What is being asked -
How many lines in the items below contain the string "storefront"? Reply with the number alone.
— START Records provided —
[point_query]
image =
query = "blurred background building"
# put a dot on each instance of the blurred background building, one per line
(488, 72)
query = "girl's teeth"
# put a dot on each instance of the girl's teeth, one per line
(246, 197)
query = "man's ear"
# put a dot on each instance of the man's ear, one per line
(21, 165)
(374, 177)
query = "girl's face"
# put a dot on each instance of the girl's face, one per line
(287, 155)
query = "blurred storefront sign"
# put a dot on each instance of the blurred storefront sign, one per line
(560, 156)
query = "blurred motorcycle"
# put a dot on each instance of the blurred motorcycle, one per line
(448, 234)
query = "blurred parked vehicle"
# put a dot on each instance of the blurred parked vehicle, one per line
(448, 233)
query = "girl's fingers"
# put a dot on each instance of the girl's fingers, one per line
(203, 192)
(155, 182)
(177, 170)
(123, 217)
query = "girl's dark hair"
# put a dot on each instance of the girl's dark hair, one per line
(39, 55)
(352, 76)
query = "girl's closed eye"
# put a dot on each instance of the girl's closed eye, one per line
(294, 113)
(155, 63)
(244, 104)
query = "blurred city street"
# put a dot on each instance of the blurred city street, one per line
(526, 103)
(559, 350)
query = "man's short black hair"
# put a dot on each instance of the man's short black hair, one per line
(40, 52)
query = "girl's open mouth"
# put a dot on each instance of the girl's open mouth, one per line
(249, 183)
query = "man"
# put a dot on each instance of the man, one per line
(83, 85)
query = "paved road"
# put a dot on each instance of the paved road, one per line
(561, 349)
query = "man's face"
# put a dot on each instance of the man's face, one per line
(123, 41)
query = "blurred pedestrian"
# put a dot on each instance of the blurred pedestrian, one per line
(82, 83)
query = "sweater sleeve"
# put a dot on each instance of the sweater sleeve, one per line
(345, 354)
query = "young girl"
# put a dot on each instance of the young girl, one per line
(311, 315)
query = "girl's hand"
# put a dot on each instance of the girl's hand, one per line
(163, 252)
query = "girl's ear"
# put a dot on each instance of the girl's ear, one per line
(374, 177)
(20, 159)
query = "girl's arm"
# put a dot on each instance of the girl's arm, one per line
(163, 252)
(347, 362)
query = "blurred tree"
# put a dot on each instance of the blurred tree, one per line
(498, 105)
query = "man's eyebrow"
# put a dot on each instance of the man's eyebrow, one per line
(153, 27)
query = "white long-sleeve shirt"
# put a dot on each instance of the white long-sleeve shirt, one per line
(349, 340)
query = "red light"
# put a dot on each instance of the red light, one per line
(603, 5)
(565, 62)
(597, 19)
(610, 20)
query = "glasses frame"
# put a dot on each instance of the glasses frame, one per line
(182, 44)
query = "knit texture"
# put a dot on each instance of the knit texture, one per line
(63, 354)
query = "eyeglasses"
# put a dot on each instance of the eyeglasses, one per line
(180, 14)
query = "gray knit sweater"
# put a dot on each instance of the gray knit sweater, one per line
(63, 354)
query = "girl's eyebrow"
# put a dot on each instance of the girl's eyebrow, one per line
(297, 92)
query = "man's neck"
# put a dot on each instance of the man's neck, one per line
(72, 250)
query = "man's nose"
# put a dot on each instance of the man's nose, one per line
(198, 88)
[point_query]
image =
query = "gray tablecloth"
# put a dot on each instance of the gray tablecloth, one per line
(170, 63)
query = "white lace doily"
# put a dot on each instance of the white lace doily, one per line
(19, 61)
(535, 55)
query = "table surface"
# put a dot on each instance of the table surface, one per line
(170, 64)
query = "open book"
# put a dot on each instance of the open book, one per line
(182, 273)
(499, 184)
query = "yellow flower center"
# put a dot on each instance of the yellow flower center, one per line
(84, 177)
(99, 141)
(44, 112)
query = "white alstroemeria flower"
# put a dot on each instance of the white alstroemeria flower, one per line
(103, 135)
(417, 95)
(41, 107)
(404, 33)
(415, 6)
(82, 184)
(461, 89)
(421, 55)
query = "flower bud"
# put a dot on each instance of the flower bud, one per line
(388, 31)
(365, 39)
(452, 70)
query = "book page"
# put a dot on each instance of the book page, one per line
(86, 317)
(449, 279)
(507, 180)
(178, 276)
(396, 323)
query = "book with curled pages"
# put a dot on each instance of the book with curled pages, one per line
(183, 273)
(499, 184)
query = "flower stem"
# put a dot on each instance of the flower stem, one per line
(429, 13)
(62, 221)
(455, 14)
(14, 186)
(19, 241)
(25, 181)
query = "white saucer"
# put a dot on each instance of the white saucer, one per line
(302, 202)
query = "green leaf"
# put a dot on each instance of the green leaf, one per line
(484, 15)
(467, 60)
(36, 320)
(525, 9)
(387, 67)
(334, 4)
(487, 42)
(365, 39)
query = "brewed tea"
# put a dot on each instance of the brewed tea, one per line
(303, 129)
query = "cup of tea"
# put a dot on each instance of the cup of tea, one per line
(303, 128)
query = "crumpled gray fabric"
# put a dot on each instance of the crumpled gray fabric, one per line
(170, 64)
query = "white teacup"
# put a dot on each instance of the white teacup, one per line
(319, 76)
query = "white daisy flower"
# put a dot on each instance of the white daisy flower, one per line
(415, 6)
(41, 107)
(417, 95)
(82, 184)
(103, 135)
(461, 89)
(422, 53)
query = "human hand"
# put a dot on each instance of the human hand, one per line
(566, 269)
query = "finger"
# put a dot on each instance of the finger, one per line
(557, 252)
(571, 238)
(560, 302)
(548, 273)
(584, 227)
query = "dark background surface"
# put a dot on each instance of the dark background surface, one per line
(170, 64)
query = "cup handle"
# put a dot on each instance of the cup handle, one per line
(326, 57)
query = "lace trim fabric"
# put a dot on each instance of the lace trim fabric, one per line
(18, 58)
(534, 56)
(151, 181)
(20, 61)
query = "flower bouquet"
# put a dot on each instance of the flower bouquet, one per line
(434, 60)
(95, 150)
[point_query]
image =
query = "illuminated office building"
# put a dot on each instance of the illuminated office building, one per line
— END Records provided —
Response to this exercise -
2